Depois de um dia repleto de emoções, José já com 18 anos, resolveu falar o que estava engasgado, já fazia algum tempo. Agora o seu irmão teria que ouvir. É agora ou nunca.
“– Arthur, Lídia sabe que você fuma maconha?”
Aqui vale a lembrança do crime de uso de substancia entorpecente é crime, conforme o art. 28 da Lei 11.343/2006, no qual Arthur se enquadra como usuário de maconha.
O irmão não responde.
“– Arthur, Lídia não combina nada com você, sabia? Ela é uma burguesinha, e o pior é que usa a religião para tudo. Não aguento aquele discurso, e, principalmente, não suporto ter que orar antes das refeições quando vamos jantar na casa dela.
Arthur você já disse a Lídia suas percepções sobre Jesus Cristo?”
Mais uma vez impera o silêncio.
José continuou:
“– Arthur pense nesse relacionamento, a menina é fervorosa quando o assunto e religião, mas você já percebeu que ela praticamente não fala com a nossa Bá (Bá tinha sido a babá dos meninos e estava trabalhando com a família por aproximadamente 20 anos). Ela tudo agradece a Jesus, porém é incapaz de dizer um obrigado a Bá por um copo d’água.”

## Enunciado
Reproduza fielmente a parte do trecho fornecido que começa em "Depois de um" e termina em "na casa dela.".

## Listagem bruta
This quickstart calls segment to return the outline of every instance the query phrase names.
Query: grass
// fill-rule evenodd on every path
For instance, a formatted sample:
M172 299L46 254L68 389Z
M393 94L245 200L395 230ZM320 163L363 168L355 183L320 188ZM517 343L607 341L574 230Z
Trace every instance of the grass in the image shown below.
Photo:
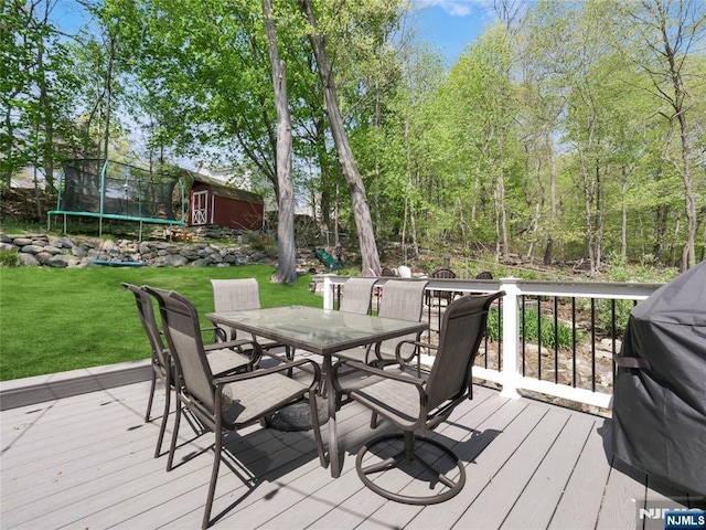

## Resposta
Depois de um dia repleto de emoções, José já com 18 anos, resolveu falar o que estava engasgado, já fazia algum tempo. Agora o seu irmão teria que ouvir. É agora ou nunca.
“– Arthur, Lídia sabe que você fuma maconha?”
Aqui vale a lembrança do crime de uso de substancia entorpecente é crime, conforme o art. 28 da Lei 11.343/2006, no qual Arthur se enquadra como usuário de maconha.
O irmão não responde.
“– Arthur, Lídia não combina nada com você, sabia? Ela é uma burguesinha, e o pior é que usa a religião para tudo. Não aguento aquele discurso, e, principalmente, não suporto ter que orar antes das refeições quando vamos jantar na casa dela.